- Источник -
******

Жизнь вопреки - Олег Максимович Попцов
Шрифт:
Интервал:
Закладка:
Сверхдостаточно вопросов и к преподаванию литературы, из которого, по сути, выпала советская литература 70–80-х, когда она ещё была. Школьники нескольких поколений ничего не знают о таких писателях, как Виктор Астафьев.
Работа в журнале «Сельская молодёжь» стала другой эрой моей жизни. Можно сказать, что случилось желаемое – я вырвался из пут политики, и отныне литература, культура – пусть другой, но это мой мир, тот самый, которого я желал.
Увы, желать – ещё не значит иметь. Всё именно так.
Советское государство – это мощнейшая идеологическая конструкция, в которой политика – на правах нервной системы этого живущего, творящего и производящего организма. А это значит, что где бы ты ни работал, ты остаёшься внутри этой конструкции, ты ей подчинён, от неё зависим. Именно политика, её нормы и капризы, нарушала нормальный образ жизни и требовала подчинения себе.
И на писательских съездах, пленумах, в издательских кабинетах, на международных литературных форумах всегда присутствовал главный вопрос: ты с кем и за кого? Так что радость – наконец свободен от политики – была самообманом, и моя последующая судьба это подтвердила.
Позиция журнала для многих читателей уже стала ориентиром свободы слова и торжества правды. Путь к этому был непрост, но он случился. Было интересно наблюдать, как происходила смена взглядов у твоих коллег.
Время шло, менялись исторические вехи. Оглядываясь назад, я даже недоумеваю, как могло случиться, что я, человек, находящийся в постоянном профессиональном и карьерном движении, вдруг в буквальном смысле этого слова застыл на 24 года, оставаясь главным редактором журнала «Сельская молодёжь». И опять только мощнейшие политические потрясения вытолкнули меня на политическую орбиту, но я оказался на ней совсем в другом качестве.
Останься я в 1966 году в ЦК ВЛКСМ, моя политическая карьера могла иметь совершенно другую спираль. Трудно предугадать, куда бы бросила меня судьба, одно ясно – тень Михаила Андреевича Суслова не оставляла меня в покое все редакторские годы, а что бы было, окажись я в аппарате ЦК КПСС?! Такое и в страшном сне не приснится.

******

- Задание A -
Продублируйте без изменений фрагмент записей, начиная со строки, которая содержит «hose in the photo above.», и до конца записей включительно.
Источник и записи никак не связаны между собой.

- Набор данных -
******

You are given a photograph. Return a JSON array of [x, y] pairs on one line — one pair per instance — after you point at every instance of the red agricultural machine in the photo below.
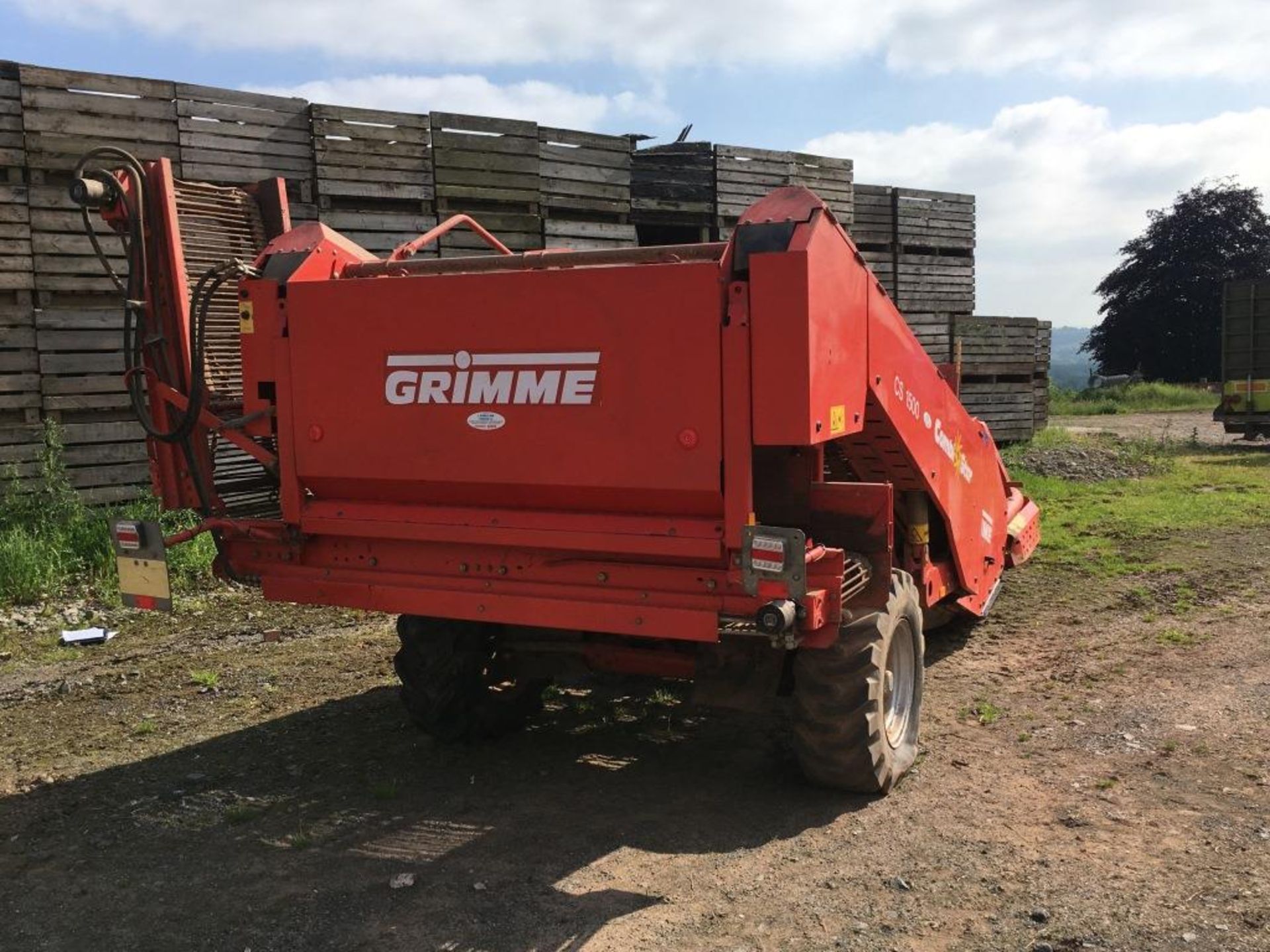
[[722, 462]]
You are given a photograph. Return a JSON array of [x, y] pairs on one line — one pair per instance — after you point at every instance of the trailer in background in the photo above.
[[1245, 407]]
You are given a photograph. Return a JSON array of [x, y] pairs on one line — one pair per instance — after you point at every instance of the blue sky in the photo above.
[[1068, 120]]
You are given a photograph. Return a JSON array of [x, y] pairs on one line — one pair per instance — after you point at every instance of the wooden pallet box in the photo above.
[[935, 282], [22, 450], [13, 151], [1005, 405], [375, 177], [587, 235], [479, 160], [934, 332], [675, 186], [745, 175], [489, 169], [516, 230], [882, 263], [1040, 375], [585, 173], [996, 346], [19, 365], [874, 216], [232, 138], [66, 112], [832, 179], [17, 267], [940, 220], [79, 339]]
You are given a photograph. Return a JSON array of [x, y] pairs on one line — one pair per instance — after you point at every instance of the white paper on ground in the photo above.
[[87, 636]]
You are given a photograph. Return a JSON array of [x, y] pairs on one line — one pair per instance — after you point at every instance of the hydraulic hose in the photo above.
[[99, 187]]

******

- Задание B -
Сколько лет, согласно источнику, автор оставался главным редактором журнала «Сельская молодёжь»?

- Ответ A -
You are given a photograph. Return a JSON array of [x, y] pairs on one line — one pair per instance — after you point at every instance of the hydraulic hose in the photo above.
[[99, 187]]

- Ответ B -
24 года.